Set down every line of the data exactly, skipping the pictures.

Content starts

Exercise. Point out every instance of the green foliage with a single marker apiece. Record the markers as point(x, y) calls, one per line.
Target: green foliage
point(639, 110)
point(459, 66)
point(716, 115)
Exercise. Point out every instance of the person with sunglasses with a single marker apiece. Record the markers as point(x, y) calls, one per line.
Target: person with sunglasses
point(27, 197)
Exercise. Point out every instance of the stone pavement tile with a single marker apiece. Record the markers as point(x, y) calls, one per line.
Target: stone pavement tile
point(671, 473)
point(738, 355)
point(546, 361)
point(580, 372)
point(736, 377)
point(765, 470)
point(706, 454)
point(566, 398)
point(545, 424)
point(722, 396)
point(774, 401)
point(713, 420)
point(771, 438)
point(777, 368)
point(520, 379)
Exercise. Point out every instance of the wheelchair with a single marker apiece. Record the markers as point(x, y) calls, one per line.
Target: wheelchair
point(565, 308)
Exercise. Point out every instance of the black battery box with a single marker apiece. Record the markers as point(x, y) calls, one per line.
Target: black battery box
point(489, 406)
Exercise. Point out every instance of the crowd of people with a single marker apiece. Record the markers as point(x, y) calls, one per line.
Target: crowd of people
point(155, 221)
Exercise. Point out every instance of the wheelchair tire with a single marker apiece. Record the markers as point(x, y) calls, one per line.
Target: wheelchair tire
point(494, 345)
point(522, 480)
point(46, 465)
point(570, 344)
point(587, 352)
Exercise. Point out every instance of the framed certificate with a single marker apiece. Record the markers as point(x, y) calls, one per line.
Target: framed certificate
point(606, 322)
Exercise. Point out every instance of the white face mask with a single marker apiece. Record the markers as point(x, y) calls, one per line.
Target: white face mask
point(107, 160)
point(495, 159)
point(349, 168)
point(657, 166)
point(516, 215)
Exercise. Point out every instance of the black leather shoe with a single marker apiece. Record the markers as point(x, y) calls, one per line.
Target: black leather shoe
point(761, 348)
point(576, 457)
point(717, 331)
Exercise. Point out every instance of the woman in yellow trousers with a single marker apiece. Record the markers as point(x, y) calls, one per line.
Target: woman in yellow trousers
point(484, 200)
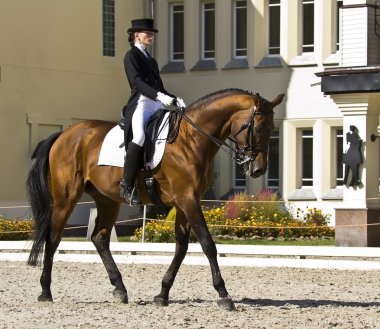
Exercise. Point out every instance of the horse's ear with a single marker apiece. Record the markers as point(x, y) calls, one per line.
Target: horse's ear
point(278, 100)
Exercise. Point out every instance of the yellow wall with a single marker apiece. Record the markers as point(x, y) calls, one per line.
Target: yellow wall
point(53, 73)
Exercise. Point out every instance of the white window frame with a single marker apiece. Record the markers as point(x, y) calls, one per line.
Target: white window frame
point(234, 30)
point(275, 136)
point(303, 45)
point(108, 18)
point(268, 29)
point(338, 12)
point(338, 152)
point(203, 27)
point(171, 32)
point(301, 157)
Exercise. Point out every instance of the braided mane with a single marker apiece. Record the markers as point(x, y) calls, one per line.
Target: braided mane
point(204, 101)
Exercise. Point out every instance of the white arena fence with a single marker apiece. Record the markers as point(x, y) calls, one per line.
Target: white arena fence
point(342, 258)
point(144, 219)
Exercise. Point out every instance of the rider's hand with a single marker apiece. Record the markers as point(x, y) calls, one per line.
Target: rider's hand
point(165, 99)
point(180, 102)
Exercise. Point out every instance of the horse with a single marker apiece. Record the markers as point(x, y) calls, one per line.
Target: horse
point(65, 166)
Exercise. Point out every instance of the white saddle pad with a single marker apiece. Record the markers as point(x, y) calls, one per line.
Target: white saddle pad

Content ends

• [PROBLEM SOLUTION]:
Exercise. Point out every instance of the green foliage with a single marker apiece. Record the markers as point(x, y) calls, one per line.
Target: green foliage
point(639, 110)
point(459, 66)
point(716, 115)
Exercise. Point out every instance of the person with sunglasses with a single marker apiece. Record the markers as point(x, y) calls, one per line.
Target: person with sunglasses
point(27, 197)
Exercise. Point out every instance of the stone pavement tile with a single marker apiece. Record the markers as point(x, y) calls, one per line.
Target: stone pavement tile
point(671, 473)
point(738, 355)
point(546, 361)
point(580, 372)
point(736, 377)
point(765, 470)
point(706, 454)
point(566, 398)
point(545, 424)
point(722, 396)
point(774, 401)
point(713, 420)
point(771, 438)
point(777, 368)
point(520, 379)
Exercise. Point out every instance of the wheelchair with a single marker apiece. Record the markers as point(x, y) calls, one per line.
Target: wheelchair
point(565, 308)
Exercise. Point out every instance of the black battery box with a single marker apiece. Record the markers as point(x, y) calls, one per line.
Target: black battery box
point(489, 406)
Exercise. Point out every instance of the crowd of people with a single marker apiece. Record the markers as point(x, y) calls, one per line.
Target: crowd of people
point(155, 221)
Exercise. Point out every instance of the wheelchair tire with a single marker apiece. Record the markers as point(x, y) calls, one per line.
Target: wheelchair tire
point(494, 345)
point(522, 480)
point(46, 465)
point(570, 344)
point(587, 352)
Exercise. Point out every instance of the framed certificate with a single marker apiece. Record the markers as point(x, y) calls, one per line.
Target: framed certificate
point(606, 322)
Exercise. Point out every instance of the white face mask with a single marker apiece. Record the markers as point(x, y) calls, one per line.
Target: white face mask
point(107, 160)
point(495, 159)
point(349, 168)
point(657, 166)
point(516, 215)
Exercise. Point out every instance of the black leather shoe with a single marker apiece. Record the markers as point(x, y) calls, one per line.
Target: black leather shoe
point(761, 348)
point(576, 457)
point(717, 331)
Exercise. Point out every instance of the woman in yellow trousers with a single marker apiece. Record the markers as point(x, y) calls, one per line.
Target: woman in yellow trousers
point(484, 200)
Exercise. Point out every instance of the horse's ear with a single marker apiece. Record the markers as point(x, y) calls, one per line.
Target: horse's ear
point(278, 100)
Exercise. Point out every instance of the yellow wall with a single marker apiece. Record the markers as point(x, y) calls, one per line.
Target: yellow wall
point(53, 73)
Exercise. Point out every instance of the white window frame with a single marker apiece. Record the markers as point(x, y) calls, one per line.
Target: white window frame
point(234, 30)
point(275, 136)
point(303, 45)
point(108, 18)
point(268, 29)
point(338, 12)
point(338, 152)
point(203, 27)
point(171, 32)
point(301, 157)
Exercise. Point out every instance of the braided mane with a single marker apiece. Record the markers as point(x, y) calls, one per line.
Target: braided mane
point(204, 101)
Exercise. Point out every instance of the white arena fence with a single marker apiece. Record the markers as point(x, y) calls, one per line.
Target: white arena fence
point(342, 258)
point(144, 219)
Exercise. Point out every instance of the rider's hand with a single marker apiece. Record the markers as point(x, y) calls, one per line.
Target: rider's hand
point(165, 99)
point(180, 102)
Exercise. Point out every instance of the horse with a single marker apiece. Record the markers as point(x, y) calls, one per line.
Target: horse
point(65, 166)
Exercise. Point out every instance of the white saddle pad with a single marker apiece. Record the markers as point(x, y) calls, one per line.
Target: white saddle pad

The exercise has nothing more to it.